* **DATA**
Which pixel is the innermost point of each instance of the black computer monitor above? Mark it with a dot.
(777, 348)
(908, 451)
---
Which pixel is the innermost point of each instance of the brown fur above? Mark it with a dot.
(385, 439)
* * *
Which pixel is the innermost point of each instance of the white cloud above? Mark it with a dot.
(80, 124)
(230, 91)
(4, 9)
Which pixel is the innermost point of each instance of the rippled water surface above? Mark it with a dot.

* **PROBLEM**
Can you render the lines of the items above, from the line with "cloud above? Mark it with a dot." up to and including the line with "surface above? Mark it with a dot.", as a Markdown table with columns Row and Line, numbering each line and skipping any blank ones?

* **FINAL RESULT**
| Row | Line |
|---|---|
| 1 | Which pixel is the innermost point of each instance of the white cloud above? Mark it with a dot. |
| 2 | (80, 124) |
| 3 | (230, 91) |
| 4 | (4, 9) |
| 5 | Which pixel is the innermost point of each instance of the rippled water surface above? Mark it with a dot. |